• Assigned task: What is needed here is an exact copy of every entry.

• Provided entries:
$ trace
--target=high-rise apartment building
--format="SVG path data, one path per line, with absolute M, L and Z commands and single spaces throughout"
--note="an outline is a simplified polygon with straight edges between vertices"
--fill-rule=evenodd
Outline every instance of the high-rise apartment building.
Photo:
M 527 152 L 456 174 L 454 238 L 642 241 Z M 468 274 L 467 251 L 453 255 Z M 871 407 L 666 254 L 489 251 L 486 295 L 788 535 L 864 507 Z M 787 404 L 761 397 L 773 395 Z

• Task answer:
$ trace
--target=high-rise apartment building
--format="SVG path data, one path per line, with absolute M, L and Z commands and single spaces throughout"
--note="an outline is a simplified polygon with straight edges between vertices"
--fill-rule=evenodd
Outline every instance of the high-rise apartment building.
Photo:
M 527 152 L 456 174 L 454 238 L 642 241 Z M 468 274 L 467 251 L 453 255 Z M 871 407 L 666 254 L 489 251 L 486 295 L 788 535 L 864 507 Z M 787 404 L 761 397 L 773 395 Z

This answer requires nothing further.